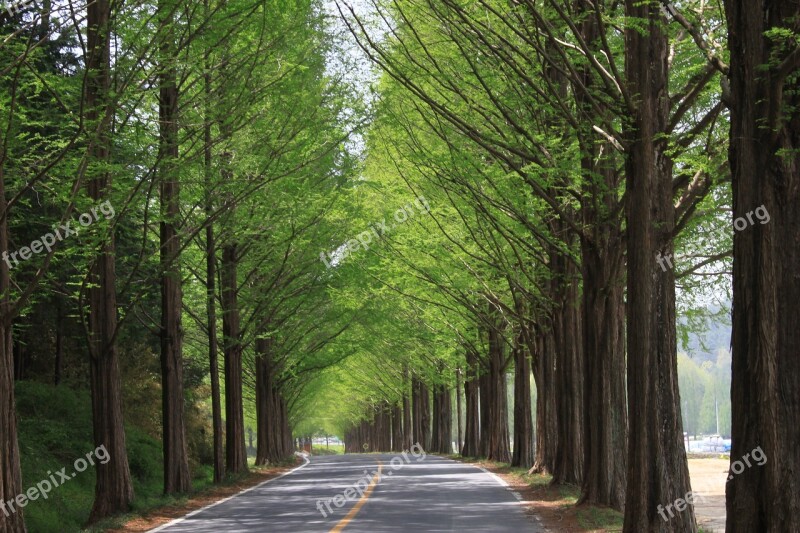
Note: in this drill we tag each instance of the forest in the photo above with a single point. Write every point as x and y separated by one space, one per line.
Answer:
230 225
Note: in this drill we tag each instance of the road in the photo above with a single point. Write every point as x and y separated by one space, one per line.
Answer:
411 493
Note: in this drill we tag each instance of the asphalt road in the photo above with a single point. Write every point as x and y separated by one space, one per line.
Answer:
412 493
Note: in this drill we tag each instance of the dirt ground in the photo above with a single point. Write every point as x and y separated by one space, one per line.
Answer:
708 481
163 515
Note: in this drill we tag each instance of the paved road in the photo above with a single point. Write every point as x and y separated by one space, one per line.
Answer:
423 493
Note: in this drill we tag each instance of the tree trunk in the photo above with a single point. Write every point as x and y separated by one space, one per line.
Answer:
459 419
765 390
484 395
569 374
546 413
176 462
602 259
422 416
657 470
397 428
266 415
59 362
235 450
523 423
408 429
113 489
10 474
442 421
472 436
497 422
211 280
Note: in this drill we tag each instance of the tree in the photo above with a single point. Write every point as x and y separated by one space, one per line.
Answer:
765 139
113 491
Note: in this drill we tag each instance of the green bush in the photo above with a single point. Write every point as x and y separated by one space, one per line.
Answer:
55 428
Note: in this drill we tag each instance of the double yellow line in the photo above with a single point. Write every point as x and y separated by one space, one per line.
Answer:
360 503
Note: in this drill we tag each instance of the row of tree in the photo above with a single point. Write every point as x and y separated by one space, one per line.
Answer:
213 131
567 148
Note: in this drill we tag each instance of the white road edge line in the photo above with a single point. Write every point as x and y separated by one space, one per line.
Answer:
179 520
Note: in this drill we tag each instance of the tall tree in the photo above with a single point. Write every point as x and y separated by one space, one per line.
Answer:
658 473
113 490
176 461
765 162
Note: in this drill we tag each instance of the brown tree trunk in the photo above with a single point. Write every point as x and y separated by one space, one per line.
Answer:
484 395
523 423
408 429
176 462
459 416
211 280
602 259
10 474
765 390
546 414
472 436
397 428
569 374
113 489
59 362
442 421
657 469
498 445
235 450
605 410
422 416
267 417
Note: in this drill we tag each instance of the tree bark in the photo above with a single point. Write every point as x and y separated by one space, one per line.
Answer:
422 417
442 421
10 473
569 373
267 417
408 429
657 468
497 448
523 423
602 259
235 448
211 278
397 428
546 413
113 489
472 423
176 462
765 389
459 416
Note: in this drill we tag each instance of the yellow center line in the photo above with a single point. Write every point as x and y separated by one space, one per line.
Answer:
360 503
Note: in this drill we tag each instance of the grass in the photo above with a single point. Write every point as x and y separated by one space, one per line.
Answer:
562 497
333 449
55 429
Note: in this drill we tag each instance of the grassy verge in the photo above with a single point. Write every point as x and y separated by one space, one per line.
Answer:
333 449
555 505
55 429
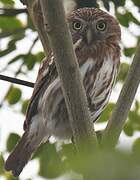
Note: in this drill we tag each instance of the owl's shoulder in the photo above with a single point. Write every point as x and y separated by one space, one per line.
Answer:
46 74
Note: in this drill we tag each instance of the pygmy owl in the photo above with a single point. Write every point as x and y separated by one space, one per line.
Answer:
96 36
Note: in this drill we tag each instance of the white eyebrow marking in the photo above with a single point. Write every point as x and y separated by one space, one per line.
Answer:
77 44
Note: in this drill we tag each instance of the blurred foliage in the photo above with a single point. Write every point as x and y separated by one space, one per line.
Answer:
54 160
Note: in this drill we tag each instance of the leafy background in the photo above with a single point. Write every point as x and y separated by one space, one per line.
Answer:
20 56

==============================

> The request: Transcribe the material exactly, keeping every word and none of the pictures.

> Result below:
Note: in this drill we tag each instance of the forest in the photo above with a single point. Write every point as x and y separated by one space, one per line.
Answer:
230 225
Note: in this drill we tag each instance of the road in the photo above with a single point. Write every point as x and y separated by one space, one per line.
Answer:
411 493
Note: in this drill we tag each instance of the asphalt road in the photo above with a single point. Write every point as x and y separated by one space, one per line.
Answer:
412 493
Note: in this drill we tag each instance of the dirt ground in the photo above with a single point. Write every point as x and y separated by one space, one per line.
Answer:
708 481
163 515
Note: in this drill we tag each instance of the paved road in the photo above with a single point. Write every point as x and y separated by one space, one per line.
Answer:
423 493
Note: in this drill we tag each instance of the tree trunk in the photo above with a single point. Write every point as x and y separated by one space, one per line.
Answer:
459 419
765 390
484 395
569 374
546 413
176 462
602 259
422 416
657 470
397 428
266 415
59 362
235 450
523 423
408 429
113 489
10 474
442 421
472 436
497 422
211 280
Note: in this drill we tag each instance of the tree in the photo above with a single point. Write every point as x and y separated by one space, one per line.
Answer:
765 139
113 491
Note: in this drill we tag each instance of the green bush in the photo above with a single point. Write every point as x and y separated by one space, one per line.
Answer:
55 428
Note: in this drill we tag each instance of the double yellow line in the photo above with a single point. Write every point as x and y separated by one space, one per line.
Answer:
360 503
Note: in this drill we tag each instance of the row of tree in the photo above with a single point. Write every point as x and y separated by one space, one per line.
Answer:
213 131
567 148
Note: in this drill we tag each instance of the white road edge line in the photo above with a single point. Write every point as x and y separated by one space, one per line.
Answer:
179 520
Note: in this drill we tag each instance of the tall tree in the photo above with a single point. Write every point as x and y separated by one space, one per line.
Answer:
658 473
113 490
176 461
765 162
Note: in this drill we tag each instance of the brown tree trunk in the photo above with a single point. Write every point as x and y separated by one space, one per line.
Answer:
484 395
523 423
408 429
176 462
459 416
211 280
602 259
10 474
765 390
546 414
472 436
397 428
569 374
113 489
59 362
442 421
657 469
498 445
235 450
605 410
422 416
267 417
Note: in this drill we tag each instance of the tree bark in the photo above with a single point. Write every point as x and y separated by one space, one per line.
Answer:
422 417
442 421
10 473
569 373
267 417
408 429
657 468
497 448
523 423
602 259
235 448
211 278
397 428
546 413
113 489
472 423
176 462
765 389
459 416
Note: in this drill we tag each instance of the yellow center line in the photo above with a single point. Write every point as x and y separated by one space, one per line.
Answer:
360 503
Note: in this drill we tag each instance of the grass in the photo above with a single point. Write every point as x and y separated by one space, one per line.
Answer:
562 497
333 449
55 429
Note: in this drill we tag each instance of the grassy verge in the photo above with a single point. Write every point as x and y separated by one space, one per line.
Answer:
333 449
555 505
55 429
Note: in this drill we tag each instance of the owl's shoulder in the photo above with a single point. Write every point as x and y separated by one space, one per line.
Answer:
46 74
Note: in this drill we tag each instance of the pygmy owl in the photo above with a single point. Write every point as x and y separated by one space, one per line.
Answer:
96 36
Note: in this drill we tag each instance of the white eyebrow marking in the photo above with a single point. Write every point as x and y separated by one space, one per line.
Answer:
77 44
Note: in this drill we tag each instance of the blurred foliage in the photo above with a single point. Write every point as x and y separated by one space, one per line.
Answer:
54 160
Note: in this drill we tag each instance of the leafy background in the photo above with a single point. Write every point as x and y separated by one space, one per line.
Answer:
20 56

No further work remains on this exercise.